• [WHAT YOU SHOULD DO]:
From the entries below, copy every line where the string "basketball" appears.

• [RECORDS SUPPLIED]:
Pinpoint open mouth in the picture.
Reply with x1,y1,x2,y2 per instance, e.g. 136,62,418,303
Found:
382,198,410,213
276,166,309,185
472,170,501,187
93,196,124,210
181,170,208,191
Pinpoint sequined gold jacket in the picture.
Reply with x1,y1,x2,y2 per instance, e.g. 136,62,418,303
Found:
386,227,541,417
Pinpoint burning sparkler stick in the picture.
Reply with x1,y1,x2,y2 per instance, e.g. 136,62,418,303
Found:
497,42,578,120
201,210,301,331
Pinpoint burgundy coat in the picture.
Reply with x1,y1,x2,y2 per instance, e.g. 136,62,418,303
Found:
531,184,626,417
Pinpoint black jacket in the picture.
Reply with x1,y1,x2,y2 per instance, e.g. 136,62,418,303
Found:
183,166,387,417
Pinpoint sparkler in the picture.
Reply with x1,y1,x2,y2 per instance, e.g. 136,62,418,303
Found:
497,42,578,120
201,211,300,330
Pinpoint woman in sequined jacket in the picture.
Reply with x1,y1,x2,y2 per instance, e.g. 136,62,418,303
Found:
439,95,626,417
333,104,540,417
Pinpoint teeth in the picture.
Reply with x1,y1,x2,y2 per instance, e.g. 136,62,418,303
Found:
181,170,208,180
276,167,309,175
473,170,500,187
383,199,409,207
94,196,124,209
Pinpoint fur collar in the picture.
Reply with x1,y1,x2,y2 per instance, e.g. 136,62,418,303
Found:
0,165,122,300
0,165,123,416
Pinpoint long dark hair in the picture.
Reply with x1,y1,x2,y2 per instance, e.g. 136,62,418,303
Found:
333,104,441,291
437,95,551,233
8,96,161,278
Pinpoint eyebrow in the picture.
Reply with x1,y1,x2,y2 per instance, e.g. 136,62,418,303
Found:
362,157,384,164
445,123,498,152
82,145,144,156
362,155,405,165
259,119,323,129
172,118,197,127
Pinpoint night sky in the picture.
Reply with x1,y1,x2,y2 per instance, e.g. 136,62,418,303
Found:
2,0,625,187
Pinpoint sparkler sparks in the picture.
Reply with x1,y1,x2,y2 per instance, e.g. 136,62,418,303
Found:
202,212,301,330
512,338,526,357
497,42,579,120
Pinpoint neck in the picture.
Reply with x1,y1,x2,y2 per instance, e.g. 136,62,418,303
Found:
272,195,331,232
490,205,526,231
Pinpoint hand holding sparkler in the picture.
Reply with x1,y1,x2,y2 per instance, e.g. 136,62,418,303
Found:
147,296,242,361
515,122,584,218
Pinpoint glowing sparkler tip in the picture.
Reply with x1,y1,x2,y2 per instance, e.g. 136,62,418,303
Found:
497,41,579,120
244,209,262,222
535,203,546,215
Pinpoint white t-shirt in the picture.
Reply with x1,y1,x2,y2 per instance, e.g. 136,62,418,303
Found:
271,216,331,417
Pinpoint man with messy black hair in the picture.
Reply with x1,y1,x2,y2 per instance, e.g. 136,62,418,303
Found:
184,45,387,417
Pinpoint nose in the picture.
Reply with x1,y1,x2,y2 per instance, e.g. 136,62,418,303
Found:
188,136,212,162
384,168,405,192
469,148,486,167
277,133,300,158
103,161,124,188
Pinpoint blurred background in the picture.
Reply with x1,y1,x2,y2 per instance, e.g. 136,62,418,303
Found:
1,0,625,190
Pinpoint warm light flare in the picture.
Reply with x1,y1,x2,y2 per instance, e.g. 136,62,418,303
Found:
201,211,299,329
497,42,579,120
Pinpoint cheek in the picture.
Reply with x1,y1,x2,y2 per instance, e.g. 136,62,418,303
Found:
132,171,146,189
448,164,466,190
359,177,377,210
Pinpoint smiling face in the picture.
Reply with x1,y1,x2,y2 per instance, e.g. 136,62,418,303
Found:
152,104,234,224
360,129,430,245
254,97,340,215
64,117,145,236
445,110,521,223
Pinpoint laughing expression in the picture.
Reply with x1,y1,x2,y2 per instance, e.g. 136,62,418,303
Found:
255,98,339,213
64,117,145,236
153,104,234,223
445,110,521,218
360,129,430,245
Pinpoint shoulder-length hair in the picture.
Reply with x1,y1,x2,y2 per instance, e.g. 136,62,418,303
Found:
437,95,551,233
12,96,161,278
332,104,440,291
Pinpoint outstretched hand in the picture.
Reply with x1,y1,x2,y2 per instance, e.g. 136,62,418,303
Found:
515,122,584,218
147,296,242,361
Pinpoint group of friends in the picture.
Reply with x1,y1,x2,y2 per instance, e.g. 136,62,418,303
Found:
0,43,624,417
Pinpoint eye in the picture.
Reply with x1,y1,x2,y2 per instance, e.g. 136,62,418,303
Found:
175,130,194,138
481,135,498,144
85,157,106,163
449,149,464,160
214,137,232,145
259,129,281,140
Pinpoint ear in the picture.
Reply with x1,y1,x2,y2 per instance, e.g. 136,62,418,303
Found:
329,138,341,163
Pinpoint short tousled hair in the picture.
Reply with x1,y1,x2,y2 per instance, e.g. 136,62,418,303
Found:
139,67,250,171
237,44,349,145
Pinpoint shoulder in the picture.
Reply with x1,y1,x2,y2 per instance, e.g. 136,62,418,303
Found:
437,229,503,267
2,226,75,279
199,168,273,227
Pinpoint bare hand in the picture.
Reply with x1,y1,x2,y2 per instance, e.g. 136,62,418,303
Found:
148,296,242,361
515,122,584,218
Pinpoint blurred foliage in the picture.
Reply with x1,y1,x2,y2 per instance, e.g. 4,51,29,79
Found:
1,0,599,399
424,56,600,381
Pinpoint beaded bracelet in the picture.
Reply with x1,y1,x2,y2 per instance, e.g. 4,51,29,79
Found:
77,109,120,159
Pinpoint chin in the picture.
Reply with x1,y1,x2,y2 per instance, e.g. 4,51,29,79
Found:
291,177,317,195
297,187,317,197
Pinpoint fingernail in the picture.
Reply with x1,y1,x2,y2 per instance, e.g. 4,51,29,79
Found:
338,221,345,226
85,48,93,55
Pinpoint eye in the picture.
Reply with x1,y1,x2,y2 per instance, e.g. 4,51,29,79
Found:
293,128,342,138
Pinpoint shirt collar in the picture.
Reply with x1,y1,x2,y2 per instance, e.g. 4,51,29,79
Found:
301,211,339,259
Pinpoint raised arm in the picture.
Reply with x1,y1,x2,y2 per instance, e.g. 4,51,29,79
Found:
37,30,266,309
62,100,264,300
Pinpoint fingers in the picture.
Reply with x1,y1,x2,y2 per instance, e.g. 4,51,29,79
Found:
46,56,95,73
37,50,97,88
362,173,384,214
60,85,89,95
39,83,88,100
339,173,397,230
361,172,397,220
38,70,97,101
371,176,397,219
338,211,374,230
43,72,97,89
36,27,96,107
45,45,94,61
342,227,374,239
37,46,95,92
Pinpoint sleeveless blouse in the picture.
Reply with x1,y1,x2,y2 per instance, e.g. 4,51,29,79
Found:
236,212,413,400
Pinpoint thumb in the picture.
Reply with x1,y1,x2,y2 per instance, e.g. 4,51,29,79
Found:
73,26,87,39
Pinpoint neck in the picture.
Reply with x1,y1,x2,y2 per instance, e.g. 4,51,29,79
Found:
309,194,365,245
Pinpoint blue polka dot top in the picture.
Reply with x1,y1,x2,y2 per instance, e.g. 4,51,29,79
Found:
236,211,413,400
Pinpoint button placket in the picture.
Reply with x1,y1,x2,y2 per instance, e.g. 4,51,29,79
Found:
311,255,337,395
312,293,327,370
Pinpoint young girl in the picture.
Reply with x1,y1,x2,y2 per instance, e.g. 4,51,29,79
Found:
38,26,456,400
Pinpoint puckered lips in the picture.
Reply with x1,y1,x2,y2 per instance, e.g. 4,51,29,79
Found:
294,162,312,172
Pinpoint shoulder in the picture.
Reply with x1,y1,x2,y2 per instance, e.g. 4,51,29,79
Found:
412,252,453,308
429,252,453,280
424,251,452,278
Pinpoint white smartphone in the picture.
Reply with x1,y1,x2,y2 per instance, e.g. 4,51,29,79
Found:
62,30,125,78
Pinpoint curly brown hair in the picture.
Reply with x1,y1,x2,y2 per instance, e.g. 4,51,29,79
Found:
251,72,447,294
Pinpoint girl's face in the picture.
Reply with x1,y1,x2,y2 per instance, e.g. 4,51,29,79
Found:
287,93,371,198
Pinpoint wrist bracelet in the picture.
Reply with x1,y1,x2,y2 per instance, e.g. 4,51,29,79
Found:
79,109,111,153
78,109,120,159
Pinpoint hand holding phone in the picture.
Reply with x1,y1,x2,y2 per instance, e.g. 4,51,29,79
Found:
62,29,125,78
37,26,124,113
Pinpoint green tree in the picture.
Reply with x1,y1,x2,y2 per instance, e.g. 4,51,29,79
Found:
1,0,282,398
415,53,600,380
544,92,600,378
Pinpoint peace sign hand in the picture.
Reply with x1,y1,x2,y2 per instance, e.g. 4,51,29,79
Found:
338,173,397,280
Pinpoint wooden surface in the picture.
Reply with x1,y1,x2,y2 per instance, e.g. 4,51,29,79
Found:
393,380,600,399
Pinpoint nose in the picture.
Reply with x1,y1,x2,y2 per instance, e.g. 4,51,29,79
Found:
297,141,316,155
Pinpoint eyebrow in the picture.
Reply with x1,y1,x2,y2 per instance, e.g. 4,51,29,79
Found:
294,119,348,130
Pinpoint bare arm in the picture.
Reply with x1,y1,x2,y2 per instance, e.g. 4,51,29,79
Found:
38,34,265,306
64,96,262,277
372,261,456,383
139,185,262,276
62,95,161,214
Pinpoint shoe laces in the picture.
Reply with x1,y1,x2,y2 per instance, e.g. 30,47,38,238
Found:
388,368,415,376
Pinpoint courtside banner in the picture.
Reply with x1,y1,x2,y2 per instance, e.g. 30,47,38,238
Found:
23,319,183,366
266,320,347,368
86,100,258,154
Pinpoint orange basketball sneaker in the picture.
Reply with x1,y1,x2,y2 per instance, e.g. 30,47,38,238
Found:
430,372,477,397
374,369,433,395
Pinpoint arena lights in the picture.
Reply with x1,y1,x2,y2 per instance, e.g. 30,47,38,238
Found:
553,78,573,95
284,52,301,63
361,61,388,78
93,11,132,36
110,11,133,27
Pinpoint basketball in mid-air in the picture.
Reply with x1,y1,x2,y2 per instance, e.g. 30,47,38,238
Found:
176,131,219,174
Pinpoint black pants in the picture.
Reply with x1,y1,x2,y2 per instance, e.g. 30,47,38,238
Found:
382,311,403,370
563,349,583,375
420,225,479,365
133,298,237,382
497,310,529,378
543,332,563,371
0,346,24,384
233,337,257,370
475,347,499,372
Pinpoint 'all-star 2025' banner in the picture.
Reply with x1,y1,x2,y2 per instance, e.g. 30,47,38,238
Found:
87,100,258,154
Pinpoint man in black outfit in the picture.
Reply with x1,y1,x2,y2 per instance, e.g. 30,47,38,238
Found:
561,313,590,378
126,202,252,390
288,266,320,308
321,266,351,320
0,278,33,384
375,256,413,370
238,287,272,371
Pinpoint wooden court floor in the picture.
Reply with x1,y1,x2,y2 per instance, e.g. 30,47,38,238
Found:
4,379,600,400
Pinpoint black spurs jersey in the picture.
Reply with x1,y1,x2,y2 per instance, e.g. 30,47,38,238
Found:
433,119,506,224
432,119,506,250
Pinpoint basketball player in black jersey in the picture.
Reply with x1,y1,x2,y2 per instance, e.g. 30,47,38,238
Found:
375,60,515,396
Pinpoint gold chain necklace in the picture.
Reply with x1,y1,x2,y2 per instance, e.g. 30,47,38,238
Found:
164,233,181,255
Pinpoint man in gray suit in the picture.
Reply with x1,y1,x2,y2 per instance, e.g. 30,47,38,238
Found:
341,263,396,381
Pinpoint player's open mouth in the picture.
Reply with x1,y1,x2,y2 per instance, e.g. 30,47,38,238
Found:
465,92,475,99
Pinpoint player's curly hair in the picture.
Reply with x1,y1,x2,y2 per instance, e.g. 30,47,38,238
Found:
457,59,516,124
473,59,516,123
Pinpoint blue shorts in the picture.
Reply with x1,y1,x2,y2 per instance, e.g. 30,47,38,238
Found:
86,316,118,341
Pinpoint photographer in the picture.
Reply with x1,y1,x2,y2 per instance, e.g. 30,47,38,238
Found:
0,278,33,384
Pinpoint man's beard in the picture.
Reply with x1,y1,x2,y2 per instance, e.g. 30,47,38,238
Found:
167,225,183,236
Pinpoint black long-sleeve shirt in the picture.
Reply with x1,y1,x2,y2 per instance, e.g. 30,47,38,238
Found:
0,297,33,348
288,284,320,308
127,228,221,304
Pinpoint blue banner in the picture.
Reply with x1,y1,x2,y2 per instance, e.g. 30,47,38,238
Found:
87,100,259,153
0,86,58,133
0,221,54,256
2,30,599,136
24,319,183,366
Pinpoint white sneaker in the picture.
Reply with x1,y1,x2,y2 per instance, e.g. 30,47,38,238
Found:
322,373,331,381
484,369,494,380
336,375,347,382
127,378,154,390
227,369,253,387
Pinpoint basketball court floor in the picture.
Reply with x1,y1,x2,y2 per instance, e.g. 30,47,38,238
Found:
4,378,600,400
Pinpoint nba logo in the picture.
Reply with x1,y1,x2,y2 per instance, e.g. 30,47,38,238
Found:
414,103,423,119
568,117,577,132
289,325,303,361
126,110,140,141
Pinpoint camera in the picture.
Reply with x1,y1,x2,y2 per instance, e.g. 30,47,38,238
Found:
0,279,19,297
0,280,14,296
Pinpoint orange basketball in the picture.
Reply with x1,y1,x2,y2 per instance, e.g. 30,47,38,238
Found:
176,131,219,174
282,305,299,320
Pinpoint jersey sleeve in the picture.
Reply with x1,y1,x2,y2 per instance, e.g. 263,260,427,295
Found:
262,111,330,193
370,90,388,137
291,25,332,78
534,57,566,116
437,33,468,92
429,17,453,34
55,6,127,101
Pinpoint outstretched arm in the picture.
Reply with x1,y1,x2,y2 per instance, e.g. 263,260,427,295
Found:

• [OUTPUT FOR THIS TASK]:
Pinpoint orange basketball sneaker in the picture.
Pinpoint basketball in mid-air in the picture.
Pinpoint basketball player in black jersey in the picture.
Pinpoint basketball court floor in the picture.
Pinpoint orange basketball in the picture.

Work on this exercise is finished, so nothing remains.